--- Input data ---

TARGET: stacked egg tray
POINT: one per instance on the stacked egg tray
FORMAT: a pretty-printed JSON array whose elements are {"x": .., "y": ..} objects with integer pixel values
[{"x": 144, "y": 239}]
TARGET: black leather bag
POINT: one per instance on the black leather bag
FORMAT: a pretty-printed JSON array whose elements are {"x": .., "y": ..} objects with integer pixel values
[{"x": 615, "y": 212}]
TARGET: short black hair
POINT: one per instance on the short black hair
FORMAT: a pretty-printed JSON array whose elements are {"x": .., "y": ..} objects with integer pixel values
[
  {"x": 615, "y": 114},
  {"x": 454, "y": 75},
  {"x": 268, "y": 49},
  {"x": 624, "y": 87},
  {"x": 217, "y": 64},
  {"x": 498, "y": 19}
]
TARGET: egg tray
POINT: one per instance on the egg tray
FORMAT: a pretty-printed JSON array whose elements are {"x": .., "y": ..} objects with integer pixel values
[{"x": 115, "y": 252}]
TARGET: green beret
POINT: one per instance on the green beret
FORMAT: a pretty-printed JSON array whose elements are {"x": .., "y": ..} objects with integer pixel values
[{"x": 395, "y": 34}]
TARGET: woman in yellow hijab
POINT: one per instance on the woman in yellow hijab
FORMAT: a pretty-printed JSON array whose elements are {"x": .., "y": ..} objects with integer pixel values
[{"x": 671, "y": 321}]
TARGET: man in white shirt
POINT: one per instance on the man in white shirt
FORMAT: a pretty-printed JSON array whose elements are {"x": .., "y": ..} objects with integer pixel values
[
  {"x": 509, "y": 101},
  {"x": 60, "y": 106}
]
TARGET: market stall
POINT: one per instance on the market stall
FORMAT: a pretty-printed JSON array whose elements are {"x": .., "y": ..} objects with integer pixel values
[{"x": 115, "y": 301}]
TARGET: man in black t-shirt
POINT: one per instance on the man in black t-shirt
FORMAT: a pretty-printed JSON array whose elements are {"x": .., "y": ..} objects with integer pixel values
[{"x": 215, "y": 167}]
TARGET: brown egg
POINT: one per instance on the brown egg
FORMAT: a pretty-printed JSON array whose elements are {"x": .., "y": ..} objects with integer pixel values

---
--- Input data ---

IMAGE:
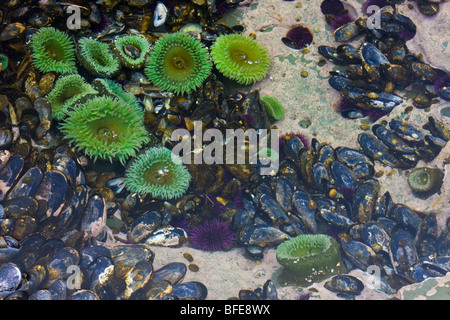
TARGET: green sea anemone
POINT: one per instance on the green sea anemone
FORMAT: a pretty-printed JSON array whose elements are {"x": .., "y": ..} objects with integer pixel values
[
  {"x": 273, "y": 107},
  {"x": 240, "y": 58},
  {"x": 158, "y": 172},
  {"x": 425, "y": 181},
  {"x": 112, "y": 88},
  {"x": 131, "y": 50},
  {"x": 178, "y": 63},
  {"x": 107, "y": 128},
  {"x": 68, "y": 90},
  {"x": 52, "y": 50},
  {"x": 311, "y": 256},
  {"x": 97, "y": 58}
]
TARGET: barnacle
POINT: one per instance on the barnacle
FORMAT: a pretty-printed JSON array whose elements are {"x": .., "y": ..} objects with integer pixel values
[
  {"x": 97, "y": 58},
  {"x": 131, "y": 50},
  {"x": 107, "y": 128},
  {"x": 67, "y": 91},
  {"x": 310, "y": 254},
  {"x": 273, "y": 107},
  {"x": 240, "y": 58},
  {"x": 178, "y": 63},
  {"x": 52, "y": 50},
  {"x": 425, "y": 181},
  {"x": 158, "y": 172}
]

---
--- Input data ---

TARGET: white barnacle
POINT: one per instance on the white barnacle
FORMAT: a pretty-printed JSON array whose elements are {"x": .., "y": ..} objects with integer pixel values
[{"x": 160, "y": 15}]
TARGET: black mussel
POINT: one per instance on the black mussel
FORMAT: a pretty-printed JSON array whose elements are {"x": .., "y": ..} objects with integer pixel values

---

◆ Exercise objective
Which lines in the entries above contain the word "anemone"? List each of them.

◆ Answer for the task
TARGET: green sea anemone
POINT: one per instance on the green sea anemone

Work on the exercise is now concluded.